▸ Aim of the exercise
From the term life insurance passage, extract the portion between "Additionally, term insurance" and "in good health.", inclusive, copying it word for word.

-- Provided passage start --

Benefits of a Term Life Insurance Policy
One of the most notable benefits of term life insurance is the lower cost. Because coverage expires, the premiums due for a term life insurance policy are far lower compared to the same coverage from a permanent policy. The low cost makes it easier to leverage your premium dollars substantially, effectively providing coverage for a large amount for a minimal out-of-pocket expense.
Additionally, term insurance is beneficial in covering decreasing needs. For instance, minor children may not always need financial support should a parent pass away, and a mortgage balance may ultimately be paid down to where a large insurance policy is not necessary. Term life insurance, then, provides the set amount of coverage needed without requiring a long-term commitment.
Disadvantages of a Term Life Insurance Policy
For most term life insurance policies, insurance providers only offer coverage for 10, 15, 20, or 30 years. While there are a handful of companies that offer 35-year policies, the longest term period may not be sufficient to cover financial needs in the event of one’s death. When a term insurance policy expires, so does the coverage. This means the chance of outliving a policy is a real concern for some, particularly those who are younger and in good health.
Also, term insurance is a no-frills type of life insurance coverage. Unlike with whole life insurance, there is no cash value inherent to the policy, and there are no options for adding insurance riders that may offer supplemental benefits while you are alive or to your loved ones after you pass away.
Is Term Life Insurance Worth It?
Ultimately, the decision to purchase term life insurance is based on your specific needs and financial circumstances. For those who have large but decreasing financial needs that would not be covered without a life insurance benefit, term insurance may be a cost-effective solution.
While term insurance is not as alluring as permanent insurance with its cash value and infinite coverage, it can be a valuable, affordable way to provide financial peace of mind to you and your loved ones. Before selecting a term life insurance policy or a permanent life insurance option, be sure to evaluate your options not only with different insurance companies, but with other investments and savings strategies.

-- Provided passage end --
-- Recorded data start --

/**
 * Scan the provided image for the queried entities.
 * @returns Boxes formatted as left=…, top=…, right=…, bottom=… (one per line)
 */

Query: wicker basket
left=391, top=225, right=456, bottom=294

-- Recorded data end --

▸ Result for this task
Additionally, term insurance is beneficial in covering decreasing needs. For instance, minor children may not always need financial support should a parent pass away, and a mortgage balance may ultimately be paid down to where a large insurance policy is not necessary. Term life insurance, then, provides the set amount of coverage needed without requiring a long-term commitment.
Disadvantages of a Term Life Insurance Policy
For most term life insurance policies, insurance providers only offer coverage for 10, 15, 20, or 30 years. While there are a handful of companies that offer 35-year policies, the longest term period may not be sufficient to cover financial needs in the event of one’s death. When a term insurance policy expires, so does the coverage. This means the chance of outliving a policy is a real concern for some, particularly those who are younger and in good health.